RECORDS FOR THE TASK
<<<<

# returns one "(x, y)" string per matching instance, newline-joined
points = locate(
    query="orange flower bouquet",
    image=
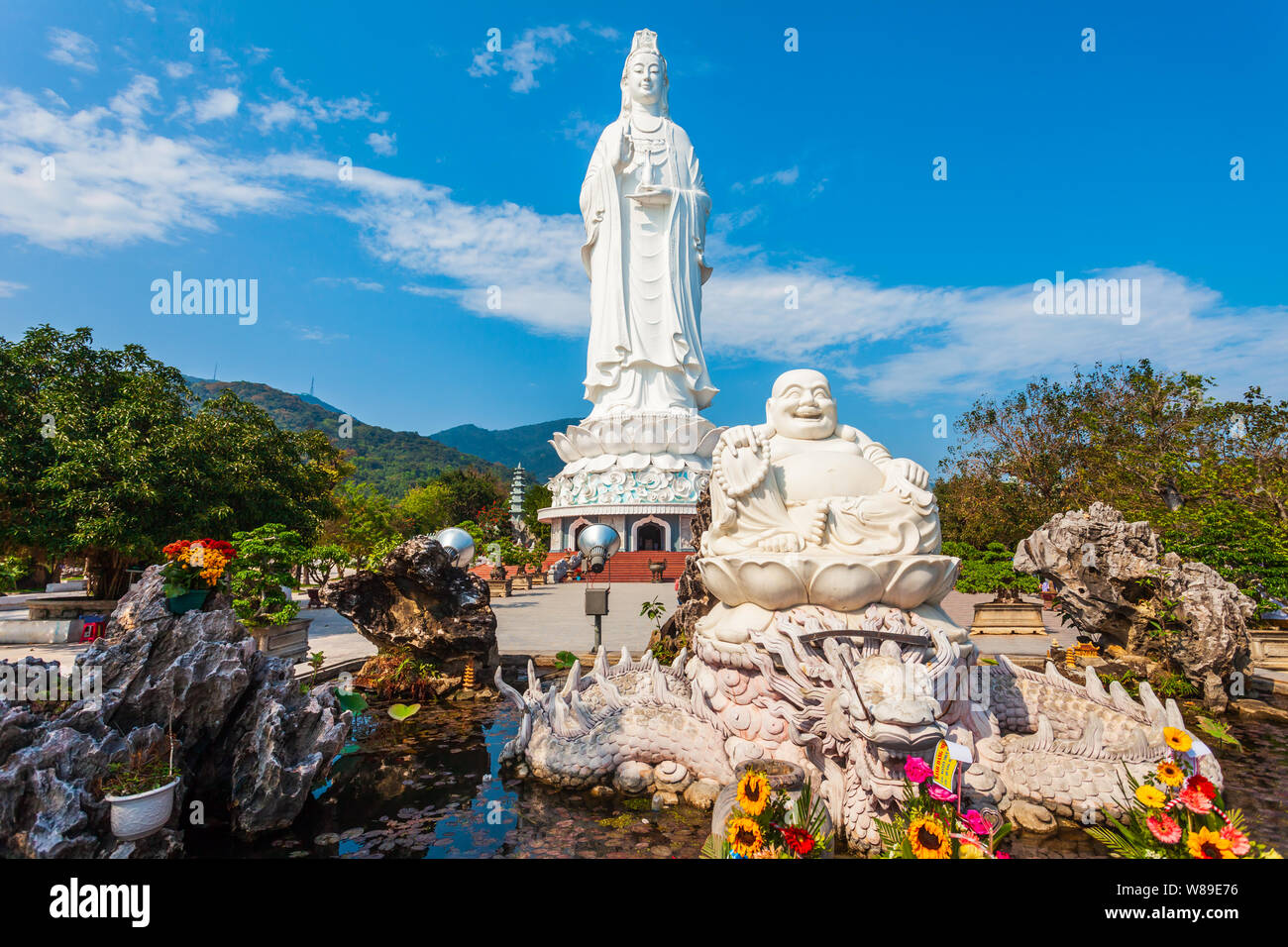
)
(192, 570)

>>>>

WHAT TO PRODUCE
Output the listing unchanged, pictures excluded.

SOLUTION TO THIS TASK
# returns one "(x, y)" string per matching instance, newline-joined
points = locate(
    query="orange flower bouquet",
    image=
)
(192, 570)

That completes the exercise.